+++ PROVIDED RECORDS

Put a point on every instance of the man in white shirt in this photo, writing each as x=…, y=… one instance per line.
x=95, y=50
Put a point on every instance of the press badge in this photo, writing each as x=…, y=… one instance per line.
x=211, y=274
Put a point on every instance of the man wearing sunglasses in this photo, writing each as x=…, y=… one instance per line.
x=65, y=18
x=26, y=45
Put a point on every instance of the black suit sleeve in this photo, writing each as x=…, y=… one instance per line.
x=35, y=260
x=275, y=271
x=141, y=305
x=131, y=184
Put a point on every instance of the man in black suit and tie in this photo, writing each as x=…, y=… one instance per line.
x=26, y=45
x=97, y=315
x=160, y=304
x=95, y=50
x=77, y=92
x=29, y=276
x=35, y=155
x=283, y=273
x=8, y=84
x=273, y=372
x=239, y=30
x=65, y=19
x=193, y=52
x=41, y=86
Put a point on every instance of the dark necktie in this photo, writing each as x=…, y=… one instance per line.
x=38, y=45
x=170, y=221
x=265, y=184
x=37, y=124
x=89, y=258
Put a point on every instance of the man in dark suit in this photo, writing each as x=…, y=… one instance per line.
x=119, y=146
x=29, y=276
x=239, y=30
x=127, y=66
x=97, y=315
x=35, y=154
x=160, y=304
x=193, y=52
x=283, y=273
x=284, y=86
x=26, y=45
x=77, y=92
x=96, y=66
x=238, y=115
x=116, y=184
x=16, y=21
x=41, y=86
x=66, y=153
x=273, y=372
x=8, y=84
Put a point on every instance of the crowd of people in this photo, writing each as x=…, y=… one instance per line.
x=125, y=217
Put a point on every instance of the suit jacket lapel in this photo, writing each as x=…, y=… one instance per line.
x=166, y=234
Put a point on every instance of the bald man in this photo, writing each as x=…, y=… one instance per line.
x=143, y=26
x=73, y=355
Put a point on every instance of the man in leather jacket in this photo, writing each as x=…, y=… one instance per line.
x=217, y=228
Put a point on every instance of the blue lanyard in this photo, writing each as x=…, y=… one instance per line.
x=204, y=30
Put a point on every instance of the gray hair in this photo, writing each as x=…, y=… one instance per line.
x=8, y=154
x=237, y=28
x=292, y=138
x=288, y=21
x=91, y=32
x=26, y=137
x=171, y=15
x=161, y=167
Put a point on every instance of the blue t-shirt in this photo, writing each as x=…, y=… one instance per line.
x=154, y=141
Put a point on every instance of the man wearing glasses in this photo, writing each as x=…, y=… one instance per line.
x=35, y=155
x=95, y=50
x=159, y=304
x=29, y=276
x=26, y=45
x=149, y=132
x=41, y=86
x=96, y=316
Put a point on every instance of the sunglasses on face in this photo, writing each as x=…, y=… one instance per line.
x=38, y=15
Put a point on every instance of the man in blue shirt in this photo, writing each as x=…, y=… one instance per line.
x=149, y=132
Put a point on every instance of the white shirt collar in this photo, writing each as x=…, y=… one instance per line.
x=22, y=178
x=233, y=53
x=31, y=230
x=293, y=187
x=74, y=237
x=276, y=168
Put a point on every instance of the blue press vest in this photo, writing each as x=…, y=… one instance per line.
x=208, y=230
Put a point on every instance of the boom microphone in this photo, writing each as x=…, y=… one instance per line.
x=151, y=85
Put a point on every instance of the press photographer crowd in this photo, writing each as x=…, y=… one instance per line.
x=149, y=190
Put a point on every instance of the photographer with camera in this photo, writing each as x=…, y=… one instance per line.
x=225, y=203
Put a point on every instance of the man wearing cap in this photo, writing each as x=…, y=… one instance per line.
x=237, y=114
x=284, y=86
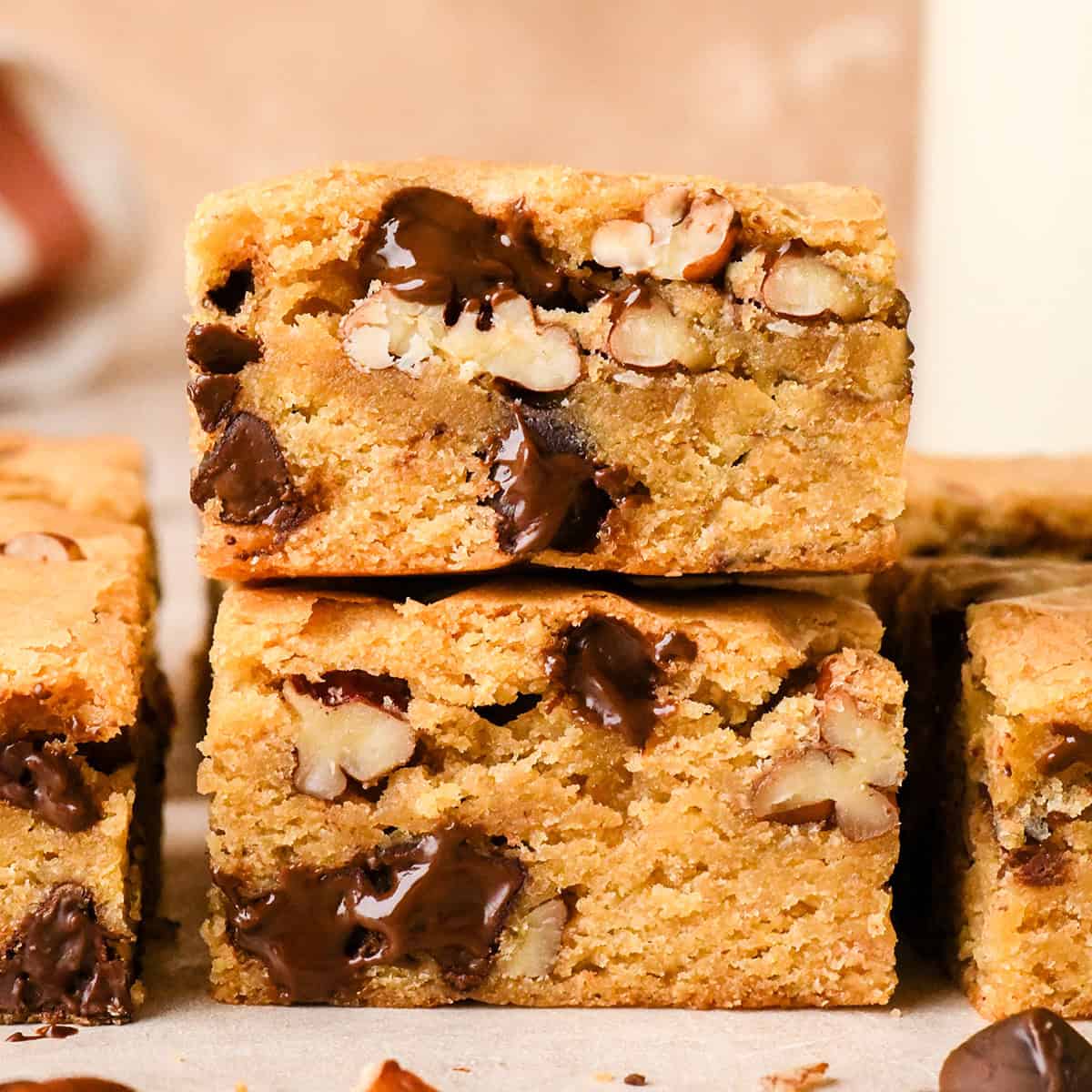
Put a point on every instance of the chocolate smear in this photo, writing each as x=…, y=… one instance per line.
x=435, y=895
x=1032, y=1052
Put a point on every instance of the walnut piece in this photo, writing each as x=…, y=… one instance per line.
x=845, y=776
x=678, y=238
x=536, y=943
x=356, y=740
x=386, y=331
x=390, y=1077
x=801, y=285
x=652, y=336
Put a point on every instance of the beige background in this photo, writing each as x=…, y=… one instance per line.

++++++

**YOUR INSTRUCTIONS**
Rewrite all the items above with "in this photo" changed to "in this image" everywhere it appears, keeping everything else the same. Leave the pictures out of your answer.

**WRITTEN ANSWER**
Put a point on every instance of the man in white shirt in this image, writing each as x=…, y=… one instance per line.
x=95, y=50
Put a point on every instance of the press badge in this image, writing each as x=…, y=… one instance per line.
x=211, y=274
Put a point on every instance of the man wearing sunglasses in this image, writing each as x=…, y=… one instance per line.
x=65, y=18
x=26, y=45
Put a point on every instance of the black suit sleeve in this image, writing each as x=…, y=… one instance per line.
x=35, y=260
x=275, y=271
x=141, y=305
x=131, y=184
Put a point on every instance of the man in black suit and tie in this image, writing each as x=…, y=… one instance per line.
x=26, y=45
x=97, y=315
x=160, y=304
x=95, y=50
x=77, y=92
x=29, y=276
x=35, y=155
x=283, y=273
x=8, y=84
x=273, y=372
x=239, y=30
x=65, y=19
x=193, y=52
x=41, y=86
Put a point on every instance of the dark necktie in this image, writing each as x=…, y=… one instance per line.
x=38, y=45
x=170, y=221
x=265, y=184
x=37, y=124
x=89, y=258
Put a point on every instance of the man in dark suit in this image, writing each as x=…, y=… one instance per line.
x=119, y=146
x=29, y=276
x=239, y=30
x=127, y=66
x=97, y=315
x=35, y=154
x=160, y=304
x=193, y=52
x=283, y=273
x=284, y=86
x=26, y=45
x=77, y=92
x=96, y=66
x=238, y=115
x=116, y=184
x=16, y=21
x=41, y=86
x=66, y=153
x=273, y=372
x=8, y=84
Put a point on every instance of the crowd of people in this image, writing each as x=…, y=… one instance per line.
x=125, y=217
Put a point on every instance of the suit jacket lapel in this image, writing each as x=…, y=… one instance per line.
x=166, y=234
Put a point on every instance of the bald man in this image, writing each as x=…, y=… one instance per line.
x=143, y=26
x=73, y=355
Put a point on every instance of the man in leather jacket in this image, writing each as x=…, y=… one instance per line.
x=217, y=228
Put a point on every instance of the blue lanyard in this image, writing each as x=…, y=… one instance per line.
x=204, y=30
Put a point on every instance of the gray hair in this image, writing each as x=…, y=… one instance per line.
x=8, y=154
x=237, y=28
x=292, y=138
x=288, y=21
x=91, y=32
x=26, y=137
x=171, y=15
x=161, y=167
Put a point on every instance of the blue t-shirt in this image, writing each as x=…, y=… one instance per line.
x=154, y=141
Put a point on every instance of the man wearing glasses in this image, writing each as x=…, y=… one instance per line.
x=35, y=155
x=95, y=50
x=159, y=304
x=29, y=276
x=26, y=45
x=149, y=132
x=41, y=86
x=96, y=316
Put a point on every instance of the sunglasses on face in this image, writing each as x=…, y=… one instance per line.
x=38, y=15
Put a point on every instance of the man in blue shirt in this image, writing each as x=…, y=… one instance per line.
x=149, y=132
Put a point on every instance of the white shirt collar in this image, writing each as x=…, y=… one instance per line.
x=22, y=178
x=233, y=53
x=31, y=230
x=293, y=187
x=74, y=237
x=276, y=168
Put a point on every instance of the blue press vest in this image, writing each as x=…, y=… one instance per line.
x=208, y=230
Put a point on every instance of the boom microphone in this image, writing each as x=…, y=… one instance per line.
x=151, y=85
Put a point on every instance of the press photographer crowd in this image, writing each as x=…, y=… one instance per line.
x=149, y=190
Put a point on every instance of the photographer with camera in this image, writing each as x=…, y=… one instance per line.
x=225, y=203
Put a point on every instance of the man wearing cap in this image, writing each as x=…, y=… one instance per line.
x=237, y=114
x=284, y=86
Put a point on every instance of the chocolate smear in this image, writing each as x=…, y=… one instance per line.
x=435, y=895
x=1032, y=1052
Put a point on every instance of the walnut piece in this image, writing each as x=…, y=… one instance per line.
x=845, y=776
x=678, y=238
x=536, y=943
x=356, y=740
x=386, y=331
x=390, y=1077
x=801, y=285
x=652, y=336
Put a point on every instance of the beige background in this image, writing each as x=…, y=… one instance per line.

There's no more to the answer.